→ INSTRUCTIONS FOR THE TASK: Count the lines in the data below that contain the string "dense". Reply with that number alone.
===
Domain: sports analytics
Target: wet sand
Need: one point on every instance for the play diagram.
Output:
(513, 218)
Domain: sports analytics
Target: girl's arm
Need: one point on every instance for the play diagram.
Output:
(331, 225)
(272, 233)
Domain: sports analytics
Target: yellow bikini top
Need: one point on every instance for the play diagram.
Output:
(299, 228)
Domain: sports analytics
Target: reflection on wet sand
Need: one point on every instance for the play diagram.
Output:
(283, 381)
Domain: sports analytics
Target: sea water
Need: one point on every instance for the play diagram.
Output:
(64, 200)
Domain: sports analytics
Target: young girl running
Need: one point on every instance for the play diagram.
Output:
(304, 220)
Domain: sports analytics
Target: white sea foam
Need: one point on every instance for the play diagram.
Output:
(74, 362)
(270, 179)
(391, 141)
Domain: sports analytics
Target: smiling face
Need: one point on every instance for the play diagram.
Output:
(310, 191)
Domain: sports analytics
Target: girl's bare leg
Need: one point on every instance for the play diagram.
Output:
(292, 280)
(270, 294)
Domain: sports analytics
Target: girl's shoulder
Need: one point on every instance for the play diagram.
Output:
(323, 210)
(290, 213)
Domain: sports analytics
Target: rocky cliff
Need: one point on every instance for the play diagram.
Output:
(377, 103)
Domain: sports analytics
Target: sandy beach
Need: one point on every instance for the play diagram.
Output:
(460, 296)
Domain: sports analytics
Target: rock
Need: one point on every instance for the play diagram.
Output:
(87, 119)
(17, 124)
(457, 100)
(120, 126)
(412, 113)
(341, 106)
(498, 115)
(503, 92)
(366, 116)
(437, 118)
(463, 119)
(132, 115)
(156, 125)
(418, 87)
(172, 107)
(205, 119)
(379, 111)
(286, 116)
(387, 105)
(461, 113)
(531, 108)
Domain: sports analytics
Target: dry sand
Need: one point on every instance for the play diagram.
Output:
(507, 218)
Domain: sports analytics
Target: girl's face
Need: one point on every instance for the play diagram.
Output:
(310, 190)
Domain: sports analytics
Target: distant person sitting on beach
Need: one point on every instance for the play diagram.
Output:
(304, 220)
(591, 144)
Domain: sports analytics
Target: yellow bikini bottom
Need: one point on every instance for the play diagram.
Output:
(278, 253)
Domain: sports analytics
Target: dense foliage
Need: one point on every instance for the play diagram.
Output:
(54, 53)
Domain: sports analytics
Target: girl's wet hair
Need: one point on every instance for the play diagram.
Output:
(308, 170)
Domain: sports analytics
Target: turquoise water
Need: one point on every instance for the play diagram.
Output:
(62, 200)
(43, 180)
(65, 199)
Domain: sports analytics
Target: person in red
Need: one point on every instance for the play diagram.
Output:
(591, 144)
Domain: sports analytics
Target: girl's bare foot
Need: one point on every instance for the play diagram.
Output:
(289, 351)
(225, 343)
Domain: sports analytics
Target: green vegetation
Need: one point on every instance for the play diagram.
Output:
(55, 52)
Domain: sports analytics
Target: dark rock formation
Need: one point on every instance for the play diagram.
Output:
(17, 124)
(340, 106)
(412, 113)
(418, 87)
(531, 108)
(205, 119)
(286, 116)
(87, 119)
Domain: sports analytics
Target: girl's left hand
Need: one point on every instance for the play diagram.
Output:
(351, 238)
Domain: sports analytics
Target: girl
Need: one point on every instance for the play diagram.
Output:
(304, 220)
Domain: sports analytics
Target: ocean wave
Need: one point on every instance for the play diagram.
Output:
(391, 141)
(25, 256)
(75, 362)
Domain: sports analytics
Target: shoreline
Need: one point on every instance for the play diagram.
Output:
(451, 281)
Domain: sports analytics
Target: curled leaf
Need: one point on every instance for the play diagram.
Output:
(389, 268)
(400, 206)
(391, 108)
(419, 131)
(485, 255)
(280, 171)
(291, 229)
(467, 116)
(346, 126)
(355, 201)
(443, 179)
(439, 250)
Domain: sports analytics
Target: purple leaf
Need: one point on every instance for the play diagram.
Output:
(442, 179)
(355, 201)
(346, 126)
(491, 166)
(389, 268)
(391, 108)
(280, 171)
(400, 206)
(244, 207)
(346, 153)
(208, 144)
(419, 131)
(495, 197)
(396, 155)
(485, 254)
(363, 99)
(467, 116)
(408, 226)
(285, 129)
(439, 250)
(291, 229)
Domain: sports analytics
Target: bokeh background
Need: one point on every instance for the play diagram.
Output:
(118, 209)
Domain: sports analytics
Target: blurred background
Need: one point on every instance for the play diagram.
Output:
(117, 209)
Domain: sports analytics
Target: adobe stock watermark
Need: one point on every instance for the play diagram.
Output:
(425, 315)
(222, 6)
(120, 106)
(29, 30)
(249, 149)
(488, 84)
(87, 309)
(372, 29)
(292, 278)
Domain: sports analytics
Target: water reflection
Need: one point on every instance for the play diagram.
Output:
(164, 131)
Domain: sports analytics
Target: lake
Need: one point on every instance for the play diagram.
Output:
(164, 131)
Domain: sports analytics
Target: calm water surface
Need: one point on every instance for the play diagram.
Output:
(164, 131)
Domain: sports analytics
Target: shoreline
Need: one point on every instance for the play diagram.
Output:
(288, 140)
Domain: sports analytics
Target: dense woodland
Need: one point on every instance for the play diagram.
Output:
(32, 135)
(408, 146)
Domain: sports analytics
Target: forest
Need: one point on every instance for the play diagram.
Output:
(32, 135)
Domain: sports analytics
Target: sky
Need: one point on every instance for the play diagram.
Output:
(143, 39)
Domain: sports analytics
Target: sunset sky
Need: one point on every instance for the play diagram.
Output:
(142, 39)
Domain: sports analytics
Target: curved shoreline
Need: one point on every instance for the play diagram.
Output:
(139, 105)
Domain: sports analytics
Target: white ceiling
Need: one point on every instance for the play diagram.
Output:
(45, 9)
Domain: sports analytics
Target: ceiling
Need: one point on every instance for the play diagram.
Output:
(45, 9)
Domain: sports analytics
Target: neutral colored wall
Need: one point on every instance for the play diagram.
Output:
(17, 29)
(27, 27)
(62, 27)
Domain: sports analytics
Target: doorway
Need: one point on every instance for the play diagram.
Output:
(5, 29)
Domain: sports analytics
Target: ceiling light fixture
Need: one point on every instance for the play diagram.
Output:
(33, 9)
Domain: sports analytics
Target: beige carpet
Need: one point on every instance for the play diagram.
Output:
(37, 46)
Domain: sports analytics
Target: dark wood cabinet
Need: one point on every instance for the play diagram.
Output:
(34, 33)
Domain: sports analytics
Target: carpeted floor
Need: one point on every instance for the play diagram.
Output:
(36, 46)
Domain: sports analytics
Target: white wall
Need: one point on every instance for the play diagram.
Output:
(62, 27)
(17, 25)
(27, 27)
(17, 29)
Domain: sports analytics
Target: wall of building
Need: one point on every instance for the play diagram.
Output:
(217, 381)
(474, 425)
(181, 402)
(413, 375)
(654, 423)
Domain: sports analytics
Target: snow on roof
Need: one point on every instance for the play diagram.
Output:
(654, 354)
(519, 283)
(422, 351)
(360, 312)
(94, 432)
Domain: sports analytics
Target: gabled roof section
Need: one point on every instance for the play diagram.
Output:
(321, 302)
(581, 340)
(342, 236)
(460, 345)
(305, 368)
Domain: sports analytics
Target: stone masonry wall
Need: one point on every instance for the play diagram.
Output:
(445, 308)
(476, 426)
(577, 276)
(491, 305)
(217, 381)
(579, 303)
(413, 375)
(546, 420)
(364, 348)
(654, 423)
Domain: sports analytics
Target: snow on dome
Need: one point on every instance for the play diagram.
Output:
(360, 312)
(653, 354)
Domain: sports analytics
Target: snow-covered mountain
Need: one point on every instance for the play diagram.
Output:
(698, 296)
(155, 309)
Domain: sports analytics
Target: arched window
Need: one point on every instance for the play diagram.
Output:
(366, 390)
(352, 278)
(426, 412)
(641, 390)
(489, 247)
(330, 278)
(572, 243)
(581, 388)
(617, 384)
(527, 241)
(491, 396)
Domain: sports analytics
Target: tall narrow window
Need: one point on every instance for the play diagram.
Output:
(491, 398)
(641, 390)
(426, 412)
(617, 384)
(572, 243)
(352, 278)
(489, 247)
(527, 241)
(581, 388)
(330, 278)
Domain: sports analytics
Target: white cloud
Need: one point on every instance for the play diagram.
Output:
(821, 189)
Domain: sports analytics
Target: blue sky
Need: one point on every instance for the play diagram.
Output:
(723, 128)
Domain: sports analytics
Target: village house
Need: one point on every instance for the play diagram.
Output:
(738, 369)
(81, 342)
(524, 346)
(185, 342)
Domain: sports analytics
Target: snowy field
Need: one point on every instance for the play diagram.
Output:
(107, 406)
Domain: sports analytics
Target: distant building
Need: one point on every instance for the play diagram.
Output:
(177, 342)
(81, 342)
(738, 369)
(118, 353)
===
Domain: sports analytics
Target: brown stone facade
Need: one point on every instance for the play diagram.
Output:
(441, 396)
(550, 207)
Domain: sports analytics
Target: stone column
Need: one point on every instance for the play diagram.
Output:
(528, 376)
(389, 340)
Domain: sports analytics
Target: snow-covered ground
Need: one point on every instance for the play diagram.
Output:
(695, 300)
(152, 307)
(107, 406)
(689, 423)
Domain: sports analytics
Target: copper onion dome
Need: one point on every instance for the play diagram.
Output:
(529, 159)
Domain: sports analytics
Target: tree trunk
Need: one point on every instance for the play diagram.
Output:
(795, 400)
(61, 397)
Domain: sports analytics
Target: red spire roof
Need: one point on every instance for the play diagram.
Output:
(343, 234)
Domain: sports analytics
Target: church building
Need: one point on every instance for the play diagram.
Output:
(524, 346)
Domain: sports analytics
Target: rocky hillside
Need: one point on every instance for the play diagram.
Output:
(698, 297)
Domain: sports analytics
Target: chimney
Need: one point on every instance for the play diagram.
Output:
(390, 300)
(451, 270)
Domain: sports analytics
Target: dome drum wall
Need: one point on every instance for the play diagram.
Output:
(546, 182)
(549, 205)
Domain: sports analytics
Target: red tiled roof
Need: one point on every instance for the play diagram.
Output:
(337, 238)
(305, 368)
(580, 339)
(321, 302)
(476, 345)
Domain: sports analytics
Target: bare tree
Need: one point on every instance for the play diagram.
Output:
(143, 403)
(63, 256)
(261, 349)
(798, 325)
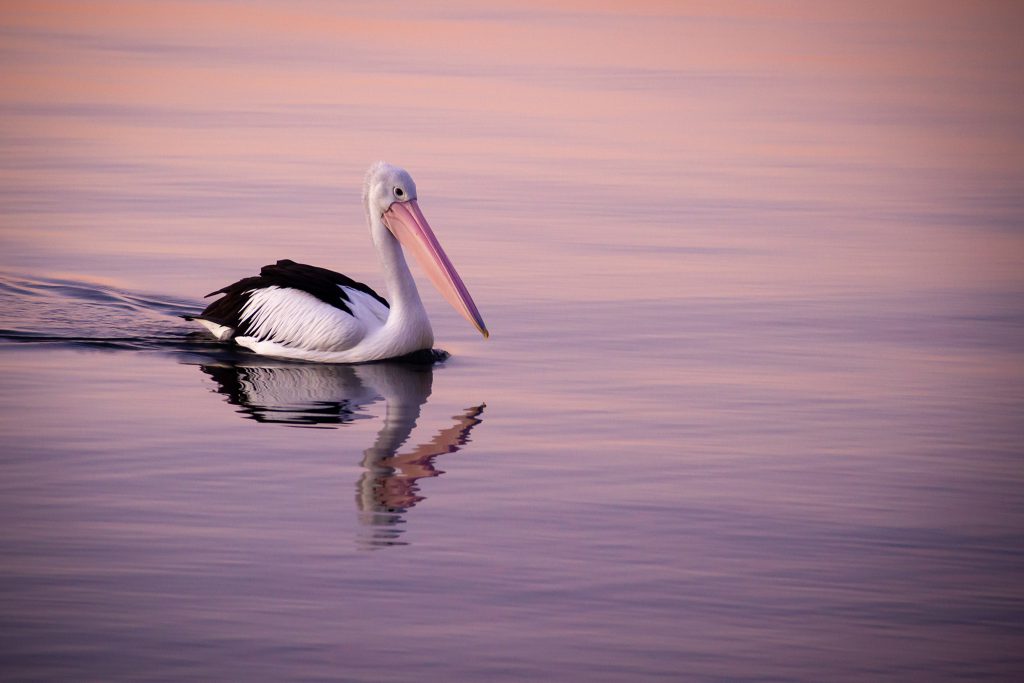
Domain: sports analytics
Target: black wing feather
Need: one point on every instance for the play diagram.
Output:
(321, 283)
===
→ RIGHT ANSWER: 2